The first fold is what can be termed as a ‘literary resistance.’  From the 16th century when Bartolome de la Casas wrote La Leyenda Negra bearing witness to the atrocities committed by the Spanish against the indigenous people of Mexico, to the 19th century when Miguel Hidalgo gave his Grito de Dolores, the cry for Mexican Independence and equality for all people in Mexico, especially the indigenous people who were suffering horribly under a racist class structure, to the late 20th and early 21st century where Subcomandante Marcos continues to write communiqués, poems and essays to  fight for indigenous rights in Mexico, and calls for all people of conscience around the world to throw off oppression wherever they may encounter it.

The second fold of Mexican resistance are the many forms of armed rebellion, civil disobedience and struggles for political reform that have taken place from the first indigenous battles with conquistadors, through the brutally suppressed student protests of the 1960’s, to the recent Zapatista uprising in Chiapas, to the ongoing fight both inside and outside the halls of power in Mexico City in an attempt to bring about a true democracy of and for the Mexican people.

■ Record extracts ■
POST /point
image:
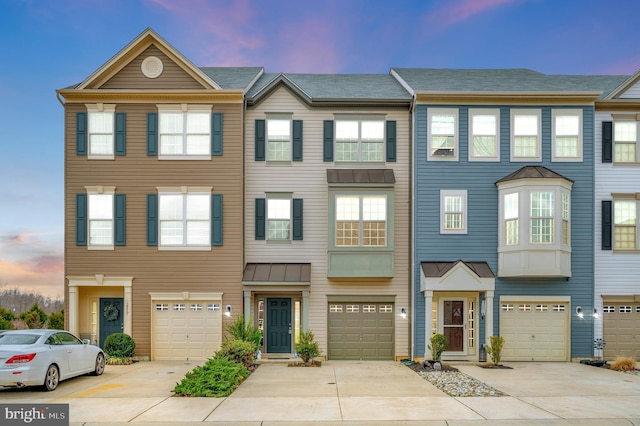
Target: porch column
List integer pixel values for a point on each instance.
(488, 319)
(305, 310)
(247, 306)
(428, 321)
* * *
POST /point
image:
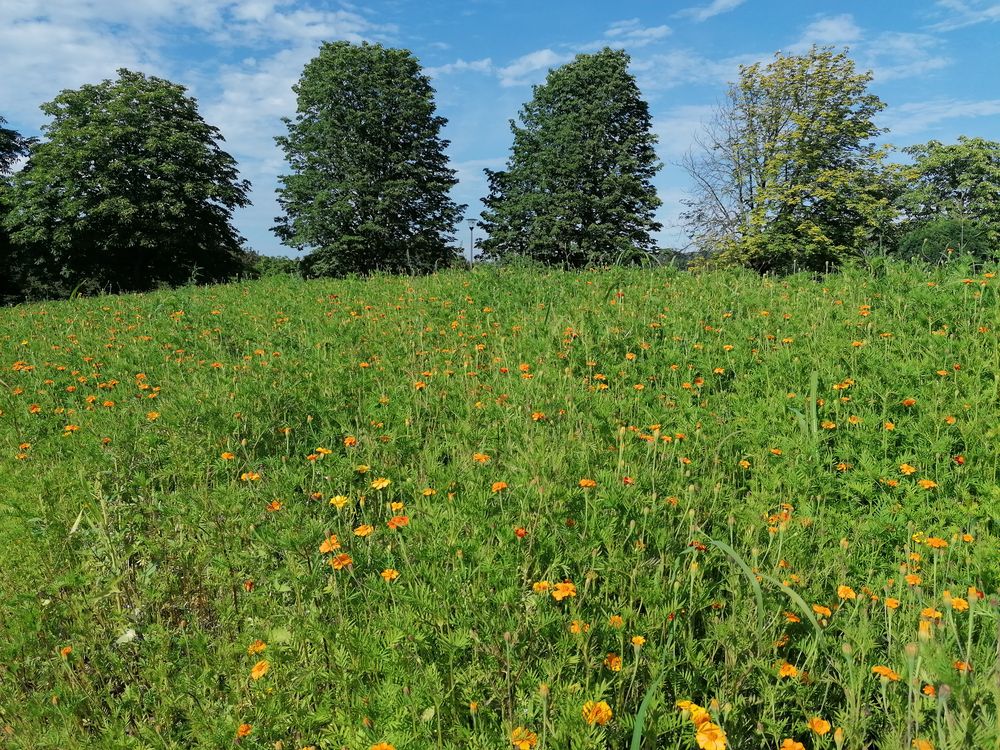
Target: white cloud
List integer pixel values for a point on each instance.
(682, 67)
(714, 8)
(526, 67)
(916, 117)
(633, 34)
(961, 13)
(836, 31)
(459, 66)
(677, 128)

■ Instruction 1 ■
In the passage on Mexican resistance, what did Miguel Hidalgo's Grito de Dolores call for?
■ Instruction 2 ■
Extend the passage on Mexican resistance, picking up after its final sentence.
The items bear no relation to the passage on Mexican resistance.

■ Written reply 1 ■
Mexican independence and equality for all people in Mexico, especially the indigenous people.

■ Written reply 2 ■
Much of Mexico’s history of resistance has been almost completely domestic in its context and tied very much to the land. Though still tied, in part, very much to the land, the exportation of the spirit of resistance has largely been a 20th and 21st century affair. Many progressive writers and journalists, including Arundhati Roy, have pointed out recently that the globalizaiton of capital has given birth to the globalizaiton of dissent and resistance (or, global conscience) in the late 20th and early 21st century. This usually implies that this is a modern phenomena made possible by the Age of the Internet. However, this is only partially true. For instance, when journalists and people of conscience in the 19th century sent dispatches from India back to England and Europe telling of the atrocities committed by the British against the  people of India, this caused a great deal of dissent and protest in London and other cities. This is just one of many examples that could be given, spanning many centuries. But, what is unique about globalizing dissent (which Mexico can be considered one of the world’s leaders) in the Age of the Internet, is its speed and scope. And one thing is undeniable: the power of words to awaken, inspire and incite into action our most noble human impulses.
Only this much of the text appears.